## Exercise instructions:
Restate word for word the line containing "Query: ornate lamp post" and all remaining lines of the entries below.

## Exercise materials:
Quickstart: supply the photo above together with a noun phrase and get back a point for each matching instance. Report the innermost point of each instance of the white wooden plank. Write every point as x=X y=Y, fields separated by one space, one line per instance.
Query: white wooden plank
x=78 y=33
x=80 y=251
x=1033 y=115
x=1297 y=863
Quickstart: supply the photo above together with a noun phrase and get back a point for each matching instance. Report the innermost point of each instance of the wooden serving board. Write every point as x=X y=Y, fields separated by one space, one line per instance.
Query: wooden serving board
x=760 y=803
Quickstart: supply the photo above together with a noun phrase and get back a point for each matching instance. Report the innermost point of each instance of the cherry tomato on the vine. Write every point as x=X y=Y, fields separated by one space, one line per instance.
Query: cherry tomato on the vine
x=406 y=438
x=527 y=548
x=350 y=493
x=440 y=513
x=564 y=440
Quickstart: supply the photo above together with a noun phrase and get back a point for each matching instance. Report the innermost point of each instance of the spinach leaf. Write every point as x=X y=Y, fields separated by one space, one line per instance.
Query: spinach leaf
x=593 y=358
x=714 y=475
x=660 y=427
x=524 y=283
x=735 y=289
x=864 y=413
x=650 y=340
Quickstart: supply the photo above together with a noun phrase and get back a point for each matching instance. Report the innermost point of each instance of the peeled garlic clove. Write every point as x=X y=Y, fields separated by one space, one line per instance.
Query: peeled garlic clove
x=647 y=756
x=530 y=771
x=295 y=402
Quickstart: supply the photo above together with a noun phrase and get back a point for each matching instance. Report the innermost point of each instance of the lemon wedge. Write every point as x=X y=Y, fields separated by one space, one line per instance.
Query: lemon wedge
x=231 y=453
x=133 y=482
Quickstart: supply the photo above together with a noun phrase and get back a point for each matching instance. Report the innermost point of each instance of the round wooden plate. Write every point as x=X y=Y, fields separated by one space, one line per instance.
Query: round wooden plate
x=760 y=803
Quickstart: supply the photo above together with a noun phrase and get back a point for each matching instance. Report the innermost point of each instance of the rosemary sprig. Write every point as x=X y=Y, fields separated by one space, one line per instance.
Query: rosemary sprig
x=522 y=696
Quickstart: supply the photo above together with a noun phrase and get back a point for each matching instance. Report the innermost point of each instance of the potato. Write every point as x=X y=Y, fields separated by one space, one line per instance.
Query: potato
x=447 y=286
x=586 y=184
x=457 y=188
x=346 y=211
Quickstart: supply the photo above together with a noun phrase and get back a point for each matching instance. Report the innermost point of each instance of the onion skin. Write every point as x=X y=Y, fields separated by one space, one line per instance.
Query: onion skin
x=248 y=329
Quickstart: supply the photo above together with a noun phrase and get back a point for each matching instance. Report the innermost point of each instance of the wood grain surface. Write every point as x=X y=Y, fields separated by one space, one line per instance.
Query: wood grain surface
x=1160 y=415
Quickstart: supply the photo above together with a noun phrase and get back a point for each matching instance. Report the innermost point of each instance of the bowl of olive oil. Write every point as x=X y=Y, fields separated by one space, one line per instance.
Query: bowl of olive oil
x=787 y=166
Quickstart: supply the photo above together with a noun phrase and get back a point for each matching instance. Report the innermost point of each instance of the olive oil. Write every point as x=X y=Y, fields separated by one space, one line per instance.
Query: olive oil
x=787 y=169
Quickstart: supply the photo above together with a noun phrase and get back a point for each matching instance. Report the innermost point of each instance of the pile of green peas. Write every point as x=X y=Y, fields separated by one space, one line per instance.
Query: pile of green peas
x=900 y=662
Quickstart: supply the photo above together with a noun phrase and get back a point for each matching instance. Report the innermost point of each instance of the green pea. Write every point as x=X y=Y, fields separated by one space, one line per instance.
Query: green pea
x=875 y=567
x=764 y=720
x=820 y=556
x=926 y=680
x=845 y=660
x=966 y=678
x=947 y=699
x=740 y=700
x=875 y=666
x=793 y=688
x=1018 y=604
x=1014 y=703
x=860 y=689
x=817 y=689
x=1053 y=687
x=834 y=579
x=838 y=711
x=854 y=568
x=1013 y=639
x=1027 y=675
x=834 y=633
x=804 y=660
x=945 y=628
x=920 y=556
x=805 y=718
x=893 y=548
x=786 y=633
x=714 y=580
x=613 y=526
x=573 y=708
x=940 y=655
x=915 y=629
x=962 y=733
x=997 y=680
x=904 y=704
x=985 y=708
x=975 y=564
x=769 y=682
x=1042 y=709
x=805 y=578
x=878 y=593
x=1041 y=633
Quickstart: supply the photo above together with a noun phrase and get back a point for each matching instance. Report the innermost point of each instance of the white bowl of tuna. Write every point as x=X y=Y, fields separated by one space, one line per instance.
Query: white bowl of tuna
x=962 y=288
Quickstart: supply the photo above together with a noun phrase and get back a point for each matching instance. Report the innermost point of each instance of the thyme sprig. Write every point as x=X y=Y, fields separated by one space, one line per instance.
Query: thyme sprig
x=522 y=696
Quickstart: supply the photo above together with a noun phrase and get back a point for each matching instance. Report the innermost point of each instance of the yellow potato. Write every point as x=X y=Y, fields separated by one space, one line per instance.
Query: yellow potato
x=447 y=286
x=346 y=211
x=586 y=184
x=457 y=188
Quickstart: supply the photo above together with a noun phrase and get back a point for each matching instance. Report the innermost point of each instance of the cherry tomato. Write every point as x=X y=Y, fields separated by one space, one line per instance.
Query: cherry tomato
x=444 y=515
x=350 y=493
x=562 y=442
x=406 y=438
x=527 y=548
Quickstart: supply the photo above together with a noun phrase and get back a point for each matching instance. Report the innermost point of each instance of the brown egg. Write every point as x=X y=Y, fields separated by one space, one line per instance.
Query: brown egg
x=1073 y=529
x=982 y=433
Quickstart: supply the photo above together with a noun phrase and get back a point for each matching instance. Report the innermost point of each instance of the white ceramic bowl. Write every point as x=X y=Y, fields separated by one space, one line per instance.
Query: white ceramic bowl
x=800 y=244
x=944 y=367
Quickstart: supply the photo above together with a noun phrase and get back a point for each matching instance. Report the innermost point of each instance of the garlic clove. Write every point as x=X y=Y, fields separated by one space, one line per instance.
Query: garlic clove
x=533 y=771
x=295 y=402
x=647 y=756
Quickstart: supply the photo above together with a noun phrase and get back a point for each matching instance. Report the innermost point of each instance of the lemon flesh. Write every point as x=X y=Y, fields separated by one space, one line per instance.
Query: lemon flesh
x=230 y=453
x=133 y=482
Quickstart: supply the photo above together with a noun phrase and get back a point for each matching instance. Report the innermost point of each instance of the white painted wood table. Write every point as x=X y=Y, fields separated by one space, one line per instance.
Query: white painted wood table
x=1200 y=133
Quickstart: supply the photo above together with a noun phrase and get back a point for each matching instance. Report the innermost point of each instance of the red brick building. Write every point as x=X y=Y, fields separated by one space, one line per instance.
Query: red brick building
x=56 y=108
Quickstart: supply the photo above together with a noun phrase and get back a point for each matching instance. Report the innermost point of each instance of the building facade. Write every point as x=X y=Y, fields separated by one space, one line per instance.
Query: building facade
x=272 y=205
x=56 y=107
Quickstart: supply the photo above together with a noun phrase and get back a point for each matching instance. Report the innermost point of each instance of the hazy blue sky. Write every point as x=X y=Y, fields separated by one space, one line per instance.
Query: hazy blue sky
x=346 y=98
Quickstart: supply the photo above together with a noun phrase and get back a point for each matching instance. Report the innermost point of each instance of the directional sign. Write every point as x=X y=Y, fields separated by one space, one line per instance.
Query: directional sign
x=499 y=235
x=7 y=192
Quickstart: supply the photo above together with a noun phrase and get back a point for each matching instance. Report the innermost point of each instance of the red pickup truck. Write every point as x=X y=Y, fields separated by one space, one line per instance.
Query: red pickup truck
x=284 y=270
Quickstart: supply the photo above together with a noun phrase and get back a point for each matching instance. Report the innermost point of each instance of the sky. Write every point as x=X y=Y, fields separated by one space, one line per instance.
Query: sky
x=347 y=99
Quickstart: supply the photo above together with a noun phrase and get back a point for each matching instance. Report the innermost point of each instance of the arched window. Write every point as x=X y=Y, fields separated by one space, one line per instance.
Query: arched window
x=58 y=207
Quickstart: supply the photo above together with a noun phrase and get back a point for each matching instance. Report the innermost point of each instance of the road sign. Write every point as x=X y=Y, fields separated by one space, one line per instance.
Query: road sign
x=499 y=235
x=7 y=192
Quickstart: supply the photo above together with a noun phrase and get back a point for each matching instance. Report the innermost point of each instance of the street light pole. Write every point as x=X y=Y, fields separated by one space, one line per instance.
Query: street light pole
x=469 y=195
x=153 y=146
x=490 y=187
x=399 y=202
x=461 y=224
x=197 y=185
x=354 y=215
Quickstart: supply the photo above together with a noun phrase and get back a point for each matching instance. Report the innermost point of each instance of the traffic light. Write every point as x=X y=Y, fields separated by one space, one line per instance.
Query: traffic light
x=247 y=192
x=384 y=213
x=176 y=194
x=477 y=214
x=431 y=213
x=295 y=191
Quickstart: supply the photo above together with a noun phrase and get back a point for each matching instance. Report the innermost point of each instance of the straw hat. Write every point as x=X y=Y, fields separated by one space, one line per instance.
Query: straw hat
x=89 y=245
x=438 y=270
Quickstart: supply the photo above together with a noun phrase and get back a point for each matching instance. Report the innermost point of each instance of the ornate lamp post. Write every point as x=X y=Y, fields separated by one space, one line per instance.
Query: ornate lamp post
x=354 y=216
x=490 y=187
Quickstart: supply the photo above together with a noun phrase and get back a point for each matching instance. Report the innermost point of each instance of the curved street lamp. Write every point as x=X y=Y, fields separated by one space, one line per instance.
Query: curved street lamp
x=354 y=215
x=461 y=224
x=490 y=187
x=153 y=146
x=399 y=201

## Completed task:
Query: ornate lamp post
x=354 y=216
x=490 y=187
Quickstart: supply the photo above together with a noun phrase and get back a point for each matching instance. Report the innermost point of each instance of the curved street lamp. Write every point as x=X y=Y, fields separated by one space, one line per instance.
Query: curved street lamp
x=354 y=215
x=461 y=224
x=490 y=187
x=153 y=146
x=399 y=201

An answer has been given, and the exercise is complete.